One question about God’s foreknowledge is this: Is knowing how people will choose, forcing them to choose?

Well, if God says in a prophecy, “a remnant will return” (Isa. 10:21), then since we now know this will happen, if God tells us some of his absolutely certain purposes, then is our foreknowledge of those events somehow causing them? So just knowing about a certain future event doesn’t make us a cause somehow.

And why doesn’t partial knowledge imply you are partially a cause? If you know that it is pretty sure that Bob will order apple pie at Friskies, are you then a partial cause when he orders his apple pie like you thought he would? Is this partial foreknowledge also a partial cause? Do we cause an event, to the extent that we know it is probable?

Do we have any indication of a free choice made by God, that was yet known in advance? It seems indeed we do:

John 10:18 “No one has taken it away from Me, but I lay it down on My own initiative. I have authority to lay it down, and I have authority to take it up again. This commandment I received from My Father.”

So there is an implication here that Jesus’ decision to go to the cross was a free one, even at this point. Yet Jesus’ sacrifice was predicted in Scripture, his decision was known, and yet it was free.

Jesus is saying “I lay it down of my own initiative,” present tense, not “I decided long ago to lay it down.” And he has authority, now, and thus, in a sense, it’s his decision, now. And the decision is still free! Even now. “Of my own initiative…”

• Requirement 1:
Retype the part of the passage on God's foreknowledge that begins at the words "Well, if God" and stops after "it is probable?", with no changes.

• Records for processing:
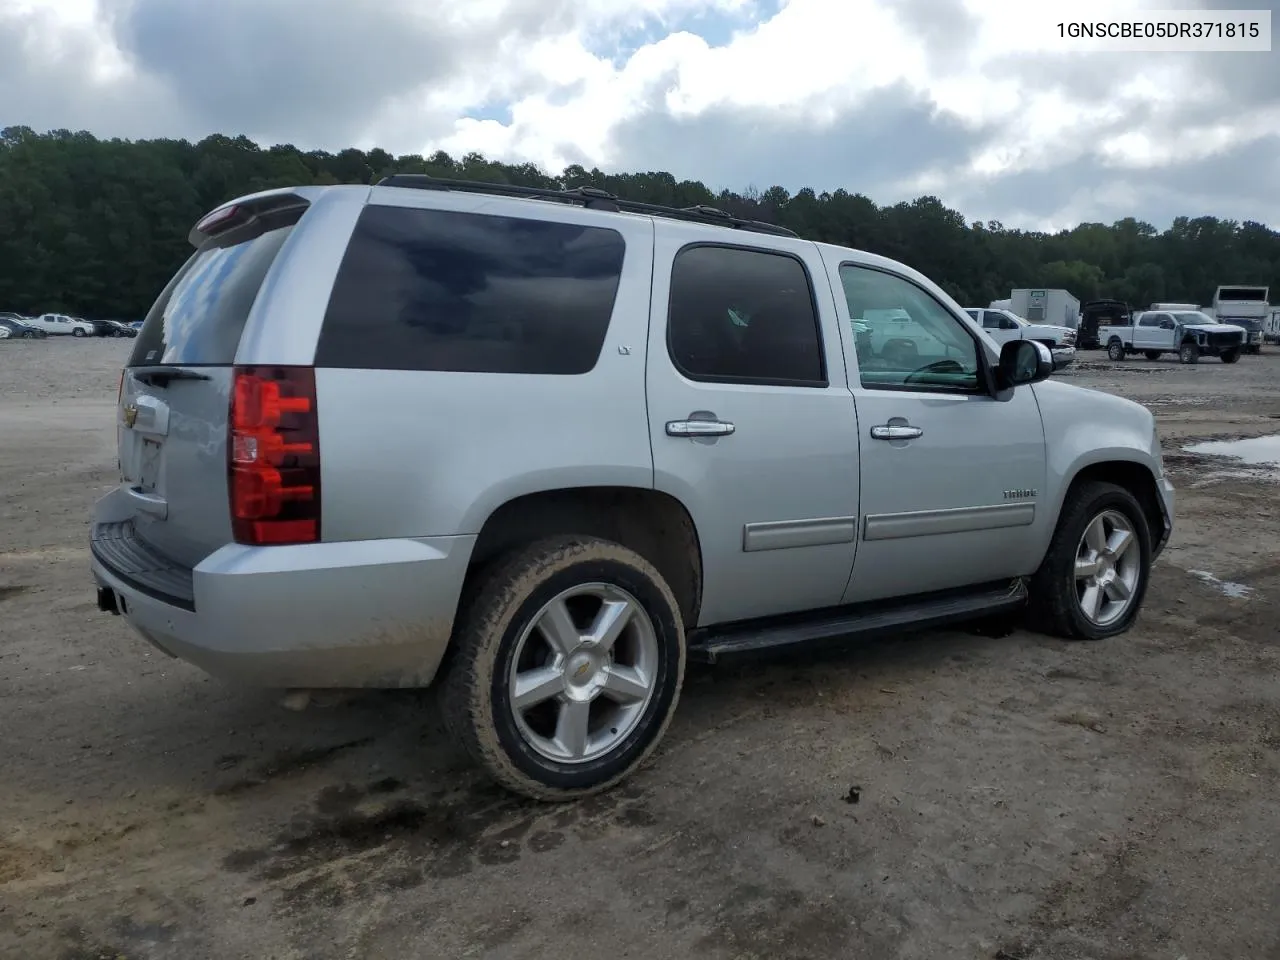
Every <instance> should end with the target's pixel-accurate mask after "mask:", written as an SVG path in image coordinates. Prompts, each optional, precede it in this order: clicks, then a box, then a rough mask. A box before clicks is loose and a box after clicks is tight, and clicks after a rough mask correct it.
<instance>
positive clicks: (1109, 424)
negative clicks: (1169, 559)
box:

• Requirement 2:
Echo every line of the records above without any changes. Omit the pictures from your answer.

• Written response 1:
Well, if God says in a prophecy, “a remnant will return” (Isa. 10:21), then since we now know this will happen, if God tells us some of his absolutely certain purposes, then is our foreknowledge of those events somehow causing them? So just knowing about a certain future event doesn’t make us a cause somehow.

And why doesn’t partial knowledge imply you are partially a cause? If you know that it is pretty sure that Bob will order apple pie at Friskies, are you then a partial cause when he orders his apple pie like you thought he would? Is this partial foreknowledge also a partial cause? Do we cause an event, to the extent that we know it is probable?

• Written response 2:
Every <instance> should end with the target's pixel-accurate mask after "mask:", written as an SVG path in image coordinates. Prompts, each optional, precede it in this order: clicks, then a box, then a rough mask. A box before clicks is loose and a box after clicks is tight, and clicks after a rough mask correct it.
<instance>
positive clicks: (1109, 424)
negative clicks: (1169, 559)
box:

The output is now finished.